Work task 1
Answer these from the article on Maryland's school epinephrine law:
(a) Besides Maryland, which states have similar laws?
(b) When does Maryland's law go into effect?
(c) What is the Virginia law called?
Work task 2
In the article on Maryland's school epinephrine law, copy the stretch from "Maryland’s new law" through "effect July first.".

━━━ Reading passage

Maryland Gov. Martin O' Malley signs a bill into law that requires schools to establish a policy to authorize employees to administer auto–injectable epinephrine in allergy emergencies. Only Nebraska and Virginia have similar laws.
On Tuesday, Maryland became the third state to require schools to stock epinephrine for emergency use in children with severe allergic reactions.
Maryland Gov. Martin O' Malley signed the bill into law, requiring each county board of education to establish a policy to authorize certain school personnel to administer auto–injectable epinephrine in allergy emergencies. Only Nebraska and Virginia have similar regulations.
An epinephrine injection can mean the difference between life and death for people with severe allergic reactions. A 2003 New York Presbyterian Hospital study estimates that approximately 1,500 people die each year from anaphylaxis and 43 million Americans are at risk of experiencing an episode of anaphylaxis. Epinephrine slows down the effects of an allergic reaction, buying time for responders to arrive or to get a patient to a hospital.
In Virginia, the law is known as Amarria’s Law, named after 7-year-old Amarria Johnson who died at her school in January after an anaphylactic reaction from eating a peanut. Supporters of the law say it could have saved her life.
“This law will help address preventable deaths caused by food allergies because it ensures that all students [in Maryland] will have access to epinephrine in case of an emergency,” said the Maryland-Greater DC chapter of the Asthma Allergy Foundation of America in written statement.
Maryland’s new law authorizes school personnel to administer epinephrine to a student who is “perceived to be in anaphylaxis” regardless of whether the student has a prescription. School boards will be required to develop emergency training to recognize the symptoms of anaphylaxis and training on administering epinephrine. Schools will be required to report to the State Department of Education each time epinephrine is used.
The law goes into effect July first.
Similar legislation was introduced in the House by Rep. Phil Roe (R-Tenn.), a member of the House Education and Workforce Committee. Roe's bill would give grant preference to states that had epinephrine programs in their schools. It would also require states to have a Good Samaritan law protecting school employees from liability related to the administration of epinephrine to students believed, in good faith, to be having an anaphylactic reaction. The School Access to Emergency Epinephrine Act (S. 1884) was introduced in the Senate in November.
“On average, there are two children with food allergies in every classroom… Additionally, it is estimated that 25 percent of anaphylaxis cases in schools involve individuals with a previously unknown allergy. Schools must be prepared to save the lives of children who have never had such reactions and do not possess their own epinephrine prescriptions,” Roe said in a statement published after meeting Amarria’s mother.

━━━━━━
━━━ Dataset extract

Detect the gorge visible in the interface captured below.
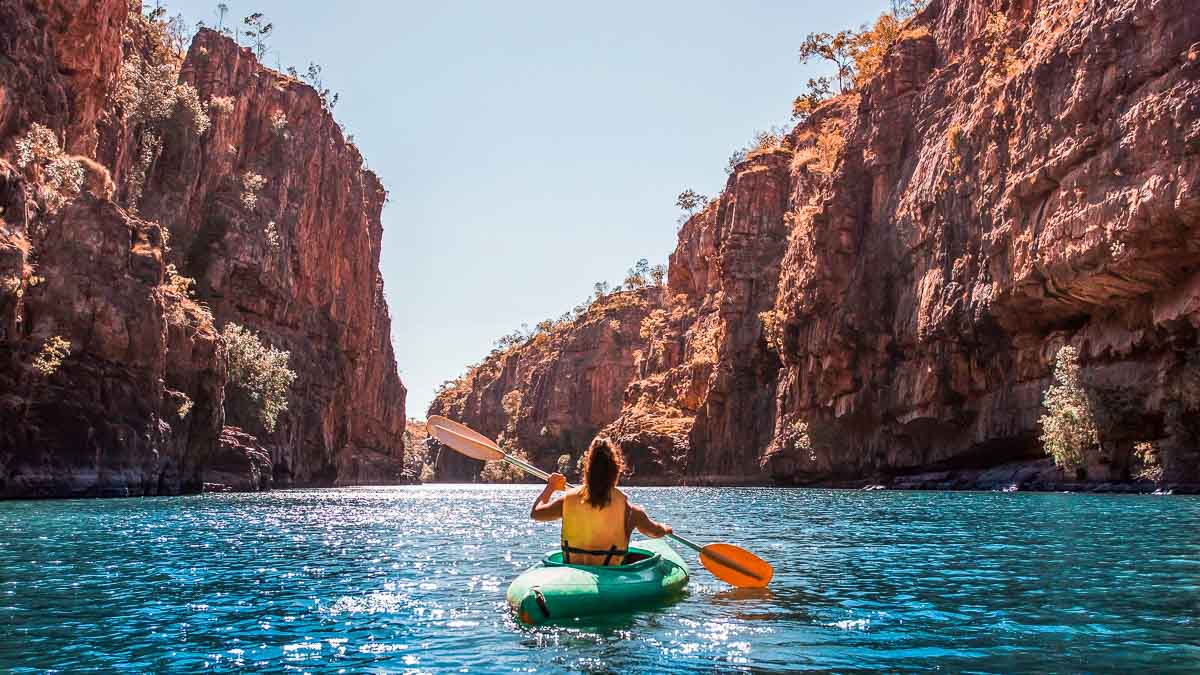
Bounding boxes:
[0,0,406,497]
[430,0,1200,490]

━━━━━━

Exercise result 1
(a) Nebraska and Virginia
(b) July first
(c) Amarria's Law

Exercise result 2
Maryland’s new law authorizes school personnel to administer epinephrine to a student who is “perceived to be in anaphylaxis” regardless of whether the student has a prescription. School boards will be required to develop emergency training to recognize the symptoms of anaphylaxis and training on administering epinephrine. Schools will be required to report to the State Department of Education each time epinephrine is used.
The law goes into effect July first.